**Work item**
From the line that contains "Consider the photo above. For each instance of the tree" to the final line of the entries, return every line exactly and leave out all others.

**Exercise inputs**
----

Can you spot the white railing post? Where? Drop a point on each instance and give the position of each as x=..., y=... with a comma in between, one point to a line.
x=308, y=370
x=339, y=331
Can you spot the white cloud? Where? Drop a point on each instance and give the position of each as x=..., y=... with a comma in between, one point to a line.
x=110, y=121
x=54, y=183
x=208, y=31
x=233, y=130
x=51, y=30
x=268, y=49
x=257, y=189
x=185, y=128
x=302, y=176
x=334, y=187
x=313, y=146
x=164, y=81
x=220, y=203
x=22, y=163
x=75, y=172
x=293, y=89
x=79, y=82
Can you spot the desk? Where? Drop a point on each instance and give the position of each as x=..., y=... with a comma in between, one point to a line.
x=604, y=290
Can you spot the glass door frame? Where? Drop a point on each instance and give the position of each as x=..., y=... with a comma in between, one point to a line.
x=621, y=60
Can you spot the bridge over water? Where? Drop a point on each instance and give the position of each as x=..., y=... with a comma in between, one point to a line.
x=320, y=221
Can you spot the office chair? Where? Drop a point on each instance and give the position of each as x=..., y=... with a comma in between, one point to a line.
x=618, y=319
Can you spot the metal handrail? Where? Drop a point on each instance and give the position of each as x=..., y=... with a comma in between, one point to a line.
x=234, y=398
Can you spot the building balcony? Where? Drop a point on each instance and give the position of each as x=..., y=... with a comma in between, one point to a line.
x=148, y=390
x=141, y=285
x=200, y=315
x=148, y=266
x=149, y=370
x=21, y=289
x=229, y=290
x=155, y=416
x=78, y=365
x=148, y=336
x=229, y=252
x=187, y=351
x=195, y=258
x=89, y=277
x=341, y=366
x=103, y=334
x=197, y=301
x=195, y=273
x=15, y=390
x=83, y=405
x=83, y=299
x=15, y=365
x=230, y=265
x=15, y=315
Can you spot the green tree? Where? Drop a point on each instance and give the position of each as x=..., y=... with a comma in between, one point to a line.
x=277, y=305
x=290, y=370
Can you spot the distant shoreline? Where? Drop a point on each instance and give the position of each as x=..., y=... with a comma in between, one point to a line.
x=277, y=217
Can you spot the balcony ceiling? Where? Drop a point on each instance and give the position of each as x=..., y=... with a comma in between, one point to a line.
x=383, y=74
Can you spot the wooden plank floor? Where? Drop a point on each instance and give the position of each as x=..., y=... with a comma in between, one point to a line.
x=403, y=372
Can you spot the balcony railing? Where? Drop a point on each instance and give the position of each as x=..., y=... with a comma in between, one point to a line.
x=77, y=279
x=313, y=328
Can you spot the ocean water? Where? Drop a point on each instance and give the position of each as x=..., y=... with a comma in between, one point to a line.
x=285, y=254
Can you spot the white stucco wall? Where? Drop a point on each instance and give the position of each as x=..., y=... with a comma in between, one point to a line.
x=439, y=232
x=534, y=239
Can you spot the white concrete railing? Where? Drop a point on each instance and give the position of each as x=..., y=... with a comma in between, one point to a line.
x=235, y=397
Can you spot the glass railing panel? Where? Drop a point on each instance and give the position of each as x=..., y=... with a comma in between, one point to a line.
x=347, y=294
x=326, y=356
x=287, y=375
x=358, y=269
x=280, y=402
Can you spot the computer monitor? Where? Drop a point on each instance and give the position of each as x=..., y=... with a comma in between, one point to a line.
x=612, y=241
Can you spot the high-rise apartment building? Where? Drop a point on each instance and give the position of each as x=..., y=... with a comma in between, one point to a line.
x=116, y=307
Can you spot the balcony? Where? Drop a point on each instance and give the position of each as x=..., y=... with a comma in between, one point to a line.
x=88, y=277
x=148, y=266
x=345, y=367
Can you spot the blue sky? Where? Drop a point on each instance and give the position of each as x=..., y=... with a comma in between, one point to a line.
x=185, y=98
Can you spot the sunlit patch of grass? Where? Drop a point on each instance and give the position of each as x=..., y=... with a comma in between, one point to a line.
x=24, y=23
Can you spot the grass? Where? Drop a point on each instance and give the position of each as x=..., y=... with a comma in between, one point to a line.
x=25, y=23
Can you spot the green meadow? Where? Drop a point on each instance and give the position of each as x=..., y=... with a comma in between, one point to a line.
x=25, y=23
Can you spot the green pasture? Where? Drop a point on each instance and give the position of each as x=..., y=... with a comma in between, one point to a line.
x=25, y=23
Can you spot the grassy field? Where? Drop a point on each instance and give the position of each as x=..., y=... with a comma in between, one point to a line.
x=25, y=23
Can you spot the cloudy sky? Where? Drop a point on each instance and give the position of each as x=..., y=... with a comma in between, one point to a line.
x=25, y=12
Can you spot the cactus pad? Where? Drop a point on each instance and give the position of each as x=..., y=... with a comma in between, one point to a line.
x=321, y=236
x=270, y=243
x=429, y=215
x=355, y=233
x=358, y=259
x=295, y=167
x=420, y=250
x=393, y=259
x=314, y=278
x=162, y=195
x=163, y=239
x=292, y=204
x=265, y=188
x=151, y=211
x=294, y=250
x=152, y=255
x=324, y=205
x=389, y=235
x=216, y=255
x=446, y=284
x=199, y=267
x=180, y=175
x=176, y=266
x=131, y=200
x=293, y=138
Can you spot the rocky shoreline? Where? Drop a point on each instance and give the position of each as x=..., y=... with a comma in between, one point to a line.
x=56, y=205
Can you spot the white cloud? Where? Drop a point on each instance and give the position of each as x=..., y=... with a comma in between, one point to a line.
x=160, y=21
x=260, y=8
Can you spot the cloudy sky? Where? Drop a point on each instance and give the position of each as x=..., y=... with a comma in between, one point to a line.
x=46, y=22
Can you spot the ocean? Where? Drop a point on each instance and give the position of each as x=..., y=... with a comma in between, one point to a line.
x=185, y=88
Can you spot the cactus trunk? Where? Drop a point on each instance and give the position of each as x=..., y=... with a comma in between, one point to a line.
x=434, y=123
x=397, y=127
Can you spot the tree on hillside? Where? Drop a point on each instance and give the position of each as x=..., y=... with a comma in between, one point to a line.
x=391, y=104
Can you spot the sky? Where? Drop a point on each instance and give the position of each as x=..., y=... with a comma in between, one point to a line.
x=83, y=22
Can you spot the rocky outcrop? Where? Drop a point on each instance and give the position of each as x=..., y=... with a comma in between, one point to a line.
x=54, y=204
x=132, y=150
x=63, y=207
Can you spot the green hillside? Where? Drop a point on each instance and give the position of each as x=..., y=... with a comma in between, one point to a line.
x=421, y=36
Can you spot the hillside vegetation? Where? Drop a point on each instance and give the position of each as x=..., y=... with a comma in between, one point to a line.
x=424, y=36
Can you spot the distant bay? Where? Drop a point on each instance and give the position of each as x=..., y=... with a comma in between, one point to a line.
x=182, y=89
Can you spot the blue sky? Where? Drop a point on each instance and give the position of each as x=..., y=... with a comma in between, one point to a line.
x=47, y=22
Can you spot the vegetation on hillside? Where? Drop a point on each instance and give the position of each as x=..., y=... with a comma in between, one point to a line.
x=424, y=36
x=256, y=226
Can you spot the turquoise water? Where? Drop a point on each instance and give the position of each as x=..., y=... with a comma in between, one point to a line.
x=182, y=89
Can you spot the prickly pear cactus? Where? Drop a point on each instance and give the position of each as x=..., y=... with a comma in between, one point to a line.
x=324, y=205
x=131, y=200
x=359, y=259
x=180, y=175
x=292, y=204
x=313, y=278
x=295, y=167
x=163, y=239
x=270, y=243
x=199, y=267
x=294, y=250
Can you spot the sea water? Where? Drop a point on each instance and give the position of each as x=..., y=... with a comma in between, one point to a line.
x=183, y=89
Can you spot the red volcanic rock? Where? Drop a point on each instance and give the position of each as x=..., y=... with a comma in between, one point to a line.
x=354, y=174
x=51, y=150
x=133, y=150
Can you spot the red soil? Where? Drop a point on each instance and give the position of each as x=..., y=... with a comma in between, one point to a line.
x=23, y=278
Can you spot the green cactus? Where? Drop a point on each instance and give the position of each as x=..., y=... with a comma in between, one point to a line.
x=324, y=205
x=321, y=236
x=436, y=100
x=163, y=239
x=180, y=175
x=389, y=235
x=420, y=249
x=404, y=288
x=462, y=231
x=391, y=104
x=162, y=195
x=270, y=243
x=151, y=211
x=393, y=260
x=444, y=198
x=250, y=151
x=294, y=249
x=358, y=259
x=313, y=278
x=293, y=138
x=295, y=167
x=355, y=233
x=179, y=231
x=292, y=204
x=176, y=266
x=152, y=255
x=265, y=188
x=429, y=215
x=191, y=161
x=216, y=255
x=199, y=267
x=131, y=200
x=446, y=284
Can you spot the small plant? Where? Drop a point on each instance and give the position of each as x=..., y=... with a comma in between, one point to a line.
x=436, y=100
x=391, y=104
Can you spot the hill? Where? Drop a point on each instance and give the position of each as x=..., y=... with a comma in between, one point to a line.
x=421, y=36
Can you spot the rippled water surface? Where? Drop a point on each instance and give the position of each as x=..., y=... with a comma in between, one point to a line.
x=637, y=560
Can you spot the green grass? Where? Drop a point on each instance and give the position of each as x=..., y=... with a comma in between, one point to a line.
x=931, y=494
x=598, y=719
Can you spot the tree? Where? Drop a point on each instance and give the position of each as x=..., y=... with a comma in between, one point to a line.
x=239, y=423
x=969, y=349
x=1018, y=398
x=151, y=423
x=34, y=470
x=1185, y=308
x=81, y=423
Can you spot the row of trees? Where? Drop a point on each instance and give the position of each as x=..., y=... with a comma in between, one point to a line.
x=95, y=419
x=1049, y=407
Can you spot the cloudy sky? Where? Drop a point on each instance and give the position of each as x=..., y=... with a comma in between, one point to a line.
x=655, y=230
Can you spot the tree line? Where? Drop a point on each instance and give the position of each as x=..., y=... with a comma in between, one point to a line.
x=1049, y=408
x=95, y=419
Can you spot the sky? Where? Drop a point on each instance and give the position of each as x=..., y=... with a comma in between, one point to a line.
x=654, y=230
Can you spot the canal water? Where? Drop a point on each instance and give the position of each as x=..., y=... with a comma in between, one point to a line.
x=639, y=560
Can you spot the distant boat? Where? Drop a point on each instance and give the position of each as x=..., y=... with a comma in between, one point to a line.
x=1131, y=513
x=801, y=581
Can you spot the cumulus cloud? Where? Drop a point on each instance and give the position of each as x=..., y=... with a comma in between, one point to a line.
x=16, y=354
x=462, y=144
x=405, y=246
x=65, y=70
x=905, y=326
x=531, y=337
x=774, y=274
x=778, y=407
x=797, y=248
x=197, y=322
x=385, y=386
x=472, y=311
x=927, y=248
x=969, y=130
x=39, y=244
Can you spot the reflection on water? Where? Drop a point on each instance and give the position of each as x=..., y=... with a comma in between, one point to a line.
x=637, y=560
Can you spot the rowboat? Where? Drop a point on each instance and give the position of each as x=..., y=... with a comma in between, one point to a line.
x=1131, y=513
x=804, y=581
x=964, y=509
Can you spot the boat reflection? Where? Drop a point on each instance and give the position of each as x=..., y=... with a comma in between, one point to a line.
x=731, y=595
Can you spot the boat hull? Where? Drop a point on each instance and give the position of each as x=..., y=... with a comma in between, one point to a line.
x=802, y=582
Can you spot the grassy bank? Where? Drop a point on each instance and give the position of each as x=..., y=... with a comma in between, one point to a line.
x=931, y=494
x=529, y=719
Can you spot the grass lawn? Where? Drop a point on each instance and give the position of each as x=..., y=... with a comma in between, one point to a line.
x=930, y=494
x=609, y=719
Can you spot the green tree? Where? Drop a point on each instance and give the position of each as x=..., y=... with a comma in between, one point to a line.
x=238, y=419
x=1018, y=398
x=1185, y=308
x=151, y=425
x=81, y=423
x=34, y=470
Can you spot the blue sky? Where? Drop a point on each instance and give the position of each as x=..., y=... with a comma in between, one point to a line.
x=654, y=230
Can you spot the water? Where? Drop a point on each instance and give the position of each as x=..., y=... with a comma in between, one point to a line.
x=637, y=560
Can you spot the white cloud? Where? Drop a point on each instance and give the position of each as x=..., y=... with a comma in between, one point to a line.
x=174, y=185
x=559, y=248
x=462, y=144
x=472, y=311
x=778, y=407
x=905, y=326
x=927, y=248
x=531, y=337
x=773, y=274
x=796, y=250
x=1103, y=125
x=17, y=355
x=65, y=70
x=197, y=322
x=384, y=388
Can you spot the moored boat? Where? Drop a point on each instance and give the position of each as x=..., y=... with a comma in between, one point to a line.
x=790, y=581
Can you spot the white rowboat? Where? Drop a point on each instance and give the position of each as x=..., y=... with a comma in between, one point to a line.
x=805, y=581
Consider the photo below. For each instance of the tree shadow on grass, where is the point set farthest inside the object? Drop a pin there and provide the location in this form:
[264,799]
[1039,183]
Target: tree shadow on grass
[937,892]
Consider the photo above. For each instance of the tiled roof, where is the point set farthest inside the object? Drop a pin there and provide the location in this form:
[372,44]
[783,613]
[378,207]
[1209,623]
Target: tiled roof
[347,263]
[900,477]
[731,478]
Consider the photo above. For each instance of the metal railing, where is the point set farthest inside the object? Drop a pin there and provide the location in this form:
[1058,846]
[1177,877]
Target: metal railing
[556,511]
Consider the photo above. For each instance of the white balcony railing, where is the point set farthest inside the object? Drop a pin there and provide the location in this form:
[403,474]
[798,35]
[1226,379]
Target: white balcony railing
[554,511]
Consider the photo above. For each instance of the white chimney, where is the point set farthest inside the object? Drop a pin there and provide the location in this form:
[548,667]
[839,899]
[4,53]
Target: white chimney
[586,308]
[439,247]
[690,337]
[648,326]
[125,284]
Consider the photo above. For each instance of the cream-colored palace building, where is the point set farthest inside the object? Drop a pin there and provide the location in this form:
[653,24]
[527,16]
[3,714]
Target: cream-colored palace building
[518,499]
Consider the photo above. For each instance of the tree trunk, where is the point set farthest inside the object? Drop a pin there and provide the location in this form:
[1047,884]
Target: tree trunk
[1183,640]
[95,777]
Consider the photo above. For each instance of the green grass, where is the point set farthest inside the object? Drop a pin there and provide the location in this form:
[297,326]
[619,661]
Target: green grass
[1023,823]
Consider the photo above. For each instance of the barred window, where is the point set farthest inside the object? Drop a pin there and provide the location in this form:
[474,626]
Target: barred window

----

**Written reply**
Consider the photo above. For each instance of the tree trunk, where is the point set farthest inside the object? Drop a pin there and provide the location in this form:
[1047,884]
Target: tree trunk
[1183,640]
[95,777]
Consider the photo above. For each instance of the green grass, where is the point set farthest inside the object? Drop a pin there and provide the location in this form:
[297,326]
[619,661]
Target: green grass
[1023,823]
Consider the photo above. For each instance of the barred window, where is the point set farthest inside the object? Drop a pin there and provide the location in this form:
[474,626]
Target: barred window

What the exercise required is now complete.